Kutipan Terpilih:
------------------------------------------------------------

Menangani pasien dan para korban pertempuran Surabaya, Rumah Sakit Simpang bekerja siang malam, selama 24 tanpa mengenal lelah. Itupun masih belum mampu menangani semua korban perang. Di tengah kesibukan pelayanan kesehatan itu, rumah sakit Simpang juga digunakan sebagai ajang rapat, mengatur strategi oleh para pejuang Arek Suroboyo, sekaligus bertemunya para relawan dari luar daerah yang mendarat lewat stasiun Gubeng. Semula, para pejuang kemerdekaan mampu mempertahankan diri. Namun karena kekurangan persenjataan, kurang pengalaman perang, kurang pendidikan kemiliteran dan kurang terampil menggunakan alat-alat militer, lambat laun para pejuang terdesak, mundur sampai ke luar kota. Dan Rumah sakit Simpang kemudian diambil alih oleh tentara Sekutu/Belanda.

------------------------------------------------------------

Tugas 1:
Hitunglah baris dalam catatan di bawah ini yang memuat kata "patch", dengan membedakan huruf besar dan huruf kecil. Tuliskan angkanya saja.

Daftar Catatan:
------------------------------------------------------------

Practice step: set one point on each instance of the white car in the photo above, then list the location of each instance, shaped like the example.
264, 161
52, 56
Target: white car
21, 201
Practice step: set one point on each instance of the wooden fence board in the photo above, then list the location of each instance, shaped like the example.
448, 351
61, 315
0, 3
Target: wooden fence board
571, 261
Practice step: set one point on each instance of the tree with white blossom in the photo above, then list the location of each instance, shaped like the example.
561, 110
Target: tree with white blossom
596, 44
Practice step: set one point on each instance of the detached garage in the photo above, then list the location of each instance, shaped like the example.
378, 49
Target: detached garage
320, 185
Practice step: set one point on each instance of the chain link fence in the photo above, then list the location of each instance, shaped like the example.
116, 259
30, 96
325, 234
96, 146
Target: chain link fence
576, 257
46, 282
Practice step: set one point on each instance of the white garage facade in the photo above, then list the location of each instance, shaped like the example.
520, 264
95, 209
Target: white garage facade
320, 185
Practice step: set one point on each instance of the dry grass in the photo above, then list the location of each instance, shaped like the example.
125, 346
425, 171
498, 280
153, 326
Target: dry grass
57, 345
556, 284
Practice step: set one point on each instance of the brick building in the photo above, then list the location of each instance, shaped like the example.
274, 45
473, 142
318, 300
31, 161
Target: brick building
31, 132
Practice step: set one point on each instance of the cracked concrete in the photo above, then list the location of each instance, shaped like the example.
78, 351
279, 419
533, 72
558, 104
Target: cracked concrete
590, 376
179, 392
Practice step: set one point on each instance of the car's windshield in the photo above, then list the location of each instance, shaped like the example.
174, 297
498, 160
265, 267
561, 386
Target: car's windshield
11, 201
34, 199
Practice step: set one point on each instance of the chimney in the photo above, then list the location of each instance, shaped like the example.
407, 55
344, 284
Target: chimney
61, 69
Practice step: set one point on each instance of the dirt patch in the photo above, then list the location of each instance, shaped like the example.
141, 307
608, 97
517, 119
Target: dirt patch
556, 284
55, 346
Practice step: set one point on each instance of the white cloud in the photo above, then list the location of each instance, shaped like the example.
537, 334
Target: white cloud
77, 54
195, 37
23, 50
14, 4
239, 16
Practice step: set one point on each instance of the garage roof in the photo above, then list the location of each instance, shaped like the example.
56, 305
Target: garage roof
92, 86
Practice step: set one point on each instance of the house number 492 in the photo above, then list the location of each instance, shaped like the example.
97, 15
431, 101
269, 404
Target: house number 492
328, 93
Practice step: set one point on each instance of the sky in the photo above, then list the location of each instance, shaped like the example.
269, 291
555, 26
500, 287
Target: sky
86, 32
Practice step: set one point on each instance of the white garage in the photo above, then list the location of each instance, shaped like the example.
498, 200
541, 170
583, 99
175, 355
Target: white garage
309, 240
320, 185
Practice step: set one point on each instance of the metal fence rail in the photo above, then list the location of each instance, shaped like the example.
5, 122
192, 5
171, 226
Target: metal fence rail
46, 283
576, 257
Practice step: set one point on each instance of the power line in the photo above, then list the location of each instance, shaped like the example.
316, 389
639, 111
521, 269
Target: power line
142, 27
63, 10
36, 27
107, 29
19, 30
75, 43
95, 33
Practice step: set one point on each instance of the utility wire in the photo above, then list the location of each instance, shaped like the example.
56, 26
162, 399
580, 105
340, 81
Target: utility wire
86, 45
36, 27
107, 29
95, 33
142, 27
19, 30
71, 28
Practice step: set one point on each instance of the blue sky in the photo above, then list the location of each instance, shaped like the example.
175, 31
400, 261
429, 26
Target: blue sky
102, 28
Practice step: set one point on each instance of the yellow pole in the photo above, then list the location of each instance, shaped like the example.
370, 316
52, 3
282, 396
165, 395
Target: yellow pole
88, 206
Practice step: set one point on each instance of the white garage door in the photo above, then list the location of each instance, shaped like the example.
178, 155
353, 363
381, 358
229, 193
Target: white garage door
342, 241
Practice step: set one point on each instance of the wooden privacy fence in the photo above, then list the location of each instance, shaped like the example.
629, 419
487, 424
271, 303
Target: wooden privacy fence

------------------------------------------------------------

Tugas 2:
Jawablah pertanyaan berikut berdasarkan kutipan tentang Rumah Sakit Simpang di atas.
(a) Melalui stasiun mana para relawan dari luar daerah mendarat?
(b) Sampai ke mana para pejuang mundur setelah terdesak?
(c) Oleh siapa Rumah Sakit Simpang kemudian diambil alih?

Hasil Tugas 1:
2

Hasil Tugas 2:
(a) Stasiun Gubeng.
(b) Sampai ke luar kota.
(c) Oleh tentara Sekutu/Belanda.